** The problem **
Copy each of the following lines word for word, in the order given.
+ + +
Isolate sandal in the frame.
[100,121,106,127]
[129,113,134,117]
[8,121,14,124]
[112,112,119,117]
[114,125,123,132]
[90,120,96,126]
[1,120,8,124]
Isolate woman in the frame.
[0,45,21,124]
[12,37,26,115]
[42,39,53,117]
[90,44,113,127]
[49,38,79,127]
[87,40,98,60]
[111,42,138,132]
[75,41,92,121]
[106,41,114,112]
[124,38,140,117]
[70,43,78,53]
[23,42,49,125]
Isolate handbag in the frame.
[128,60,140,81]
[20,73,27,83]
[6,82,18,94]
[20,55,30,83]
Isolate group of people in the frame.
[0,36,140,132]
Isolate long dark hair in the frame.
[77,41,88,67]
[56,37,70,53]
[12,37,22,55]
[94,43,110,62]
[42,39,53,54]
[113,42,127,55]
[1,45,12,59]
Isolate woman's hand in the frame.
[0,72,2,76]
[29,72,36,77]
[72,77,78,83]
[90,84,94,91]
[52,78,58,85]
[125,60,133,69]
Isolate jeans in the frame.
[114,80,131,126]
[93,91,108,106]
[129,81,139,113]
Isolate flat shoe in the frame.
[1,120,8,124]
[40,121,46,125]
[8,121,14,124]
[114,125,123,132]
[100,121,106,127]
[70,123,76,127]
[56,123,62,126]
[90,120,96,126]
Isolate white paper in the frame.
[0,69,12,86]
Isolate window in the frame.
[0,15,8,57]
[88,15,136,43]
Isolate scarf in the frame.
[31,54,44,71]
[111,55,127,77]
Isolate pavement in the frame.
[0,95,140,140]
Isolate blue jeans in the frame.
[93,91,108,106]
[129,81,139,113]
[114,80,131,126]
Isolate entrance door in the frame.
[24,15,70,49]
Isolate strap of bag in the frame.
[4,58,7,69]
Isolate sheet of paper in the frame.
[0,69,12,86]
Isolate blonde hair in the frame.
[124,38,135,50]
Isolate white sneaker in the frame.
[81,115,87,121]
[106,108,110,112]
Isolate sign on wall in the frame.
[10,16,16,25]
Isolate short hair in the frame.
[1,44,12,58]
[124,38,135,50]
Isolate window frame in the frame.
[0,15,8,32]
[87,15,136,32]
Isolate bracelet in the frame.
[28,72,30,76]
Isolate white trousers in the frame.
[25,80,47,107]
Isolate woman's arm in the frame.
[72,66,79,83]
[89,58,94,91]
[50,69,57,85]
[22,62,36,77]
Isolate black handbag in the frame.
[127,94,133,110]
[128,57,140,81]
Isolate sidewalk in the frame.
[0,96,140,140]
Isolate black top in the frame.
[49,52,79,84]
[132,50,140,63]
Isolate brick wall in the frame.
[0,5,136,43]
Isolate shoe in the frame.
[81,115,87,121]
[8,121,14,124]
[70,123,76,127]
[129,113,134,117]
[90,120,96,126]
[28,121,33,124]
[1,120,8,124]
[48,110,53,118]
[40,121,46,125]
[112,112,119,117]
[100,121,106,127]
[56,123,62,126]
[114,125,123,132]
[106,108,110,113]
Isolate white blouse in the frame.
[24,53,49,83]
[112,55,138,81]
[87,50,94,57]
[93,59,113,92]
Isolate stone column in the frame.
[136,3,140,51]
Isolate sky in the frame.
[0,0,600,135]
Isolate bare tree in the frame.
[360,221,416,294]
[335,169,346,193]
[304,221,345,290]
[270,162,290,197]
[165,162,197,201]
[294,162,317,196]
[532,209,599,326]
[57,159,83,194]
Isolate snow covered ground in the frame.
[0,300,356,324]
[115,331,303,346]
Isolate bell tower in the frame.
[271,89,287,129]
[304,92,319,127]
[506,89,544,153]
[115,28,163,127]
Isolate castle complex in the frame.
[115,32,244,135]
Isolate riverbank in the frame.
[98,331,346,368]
+ + +
** Output for this task **
Isolate sandal in the frame.
[100,121,106,127]
[129,113,134,117]
[8,121,14,124]
[112,112,119,117]
[114,125,123,132]
[90,120,96,126]
[1,120,8,124]
Isolate woman in the frame.
[0,45,21,124]
[12,37,26,115]
[42,39,53,117]
[90,44,113,127]
[49,38,79,127]
[87,40,98,60]
[111,42,138,132]
[75,41,92,121]
[106,41,114,112]
[124,38,140,117]
[70,43,78,53]
[23,42,49,125]
Isolate handbag in the frame.
[128,60,140,81]
[20,73,27,83]
[6,82,18,94]
[20,55,30,83]
Isolate group of people in the frame.
[0,36,140,132]
Isolate long dark hair in the frame.
[77,41,88,67]
[56,37,70,53]
[12,37,22,55]
[94,43,110,62]
[42,39,53,54]
[113,42,127,55]
[1,45,12,59]
Isolate woman's hand in the frame.
[0,72,2,76]
[29,72,36,77]
[72,77,78,83]
[90,84,94,91]
[52,78,58,85]
[125,60,133,69]
Isolate jeans in the frame.
[114,80,131,126]
[93,91,108,106]
[129,81,139,113]
Isolate flat shoe in the frame.
[1,120,8,124]
[40,121,46,125]
[8,121,14,124]
[114,125,123,132]
[100,121,106,127]
[70,123,76,127]
[56,123,62,126]
[90,120,96,126]
Isolate white paper in the frame.
[0,69,12,86]
Isolate window in the frame.
[0,15,8,57]
[88,15,136,43]
Isolate scarf in the frame.
[31,54,44,71]
[111,55,127,77]
Isolate pavement in the frame.
[0,95,140,140]
Isolate blue jeans in the frame.
[93,91,108,106]
[129,81,139,113]
[114,80,131,126]
Isolate entrance door in the frame.
[24,15,70,49]
Isolate strap of bag in the frame.
[4,58,7,69]
Isolate sheet of paper in the frame.
[0,69,12,86]
Isolate blonde hair in the frame.
[124,38,135,50]
Isolate white sneaker in the frame.
[81,115,87,121]
[106,108,110,112]
Isolate sign on wall in the frame.
[10,16,16,25]
Isolate short hair in the frame.
[1,44,12,58]
[124,38,135,50]
Isolate window frame in the frame.
[0,15,8,32]
[87,15,136,32]
Isolate bracelet in the frame.
[28,72,30,76]
Isolate white trousers in the frame.
[25,80,47,107]
Isolate woman's arm in the frame.
[72,66,79,83]
[89,58,94,91]
[50,69,57,85]
[22,62,36,77]
Isolate black handbag in the frame.
[127,94,133,110]
[128,57,140,81]
Isolate sidewalk in the frame.
[0,96,140,140]
Isolate black top in the frame.
[49,52,79,84]
[132,50,140,63]
Isolate brick wall in the frame.
[0,5,136,43]
Isolate shoe in the frame.
[81,115,87,121]
[8,121,14,124]
[70,123,76,127]
[129,113,134,117]
[90,120,96,126]
[28,121,33,124]
[1,120,8,124]
[48,110,53,118]
[40,121,46,125]
[112,112,119,117]
[100,121,106,127]
[56,123,62,126]
[114,125,123,132]
[106,108,110,113]
Isolate white blouse in the frame.
[24,53,49,83]
[112,55,138,81]
[87,50,94,57]
[93,59,113,92]
Isolate stone column in the frame.
[136,3,140,51]
Isolate sky in the frame.
[0,0,600,135]
Isolate bare tree in the frame.
[360,221,416,294]
[335,169,346,193]
[304,221,345,290]
[270,162,290,197]
[165,162,197,201]
[294,162,317,196]
[532,209,599,326]
[57,159,83,194]
Isolate snow covered ground in the frame.
[0,300,356,324]
[115,331,303,346]
Isolate bell tower in the frame.
[271,89,287,129]
[304,92,319,127]
[506,89,544,153]
[115,28,163,127]
Isolate castle complex in the frame.
[115,32,244,135]
Isolate riverbank in the frame.
[98,331,346,368]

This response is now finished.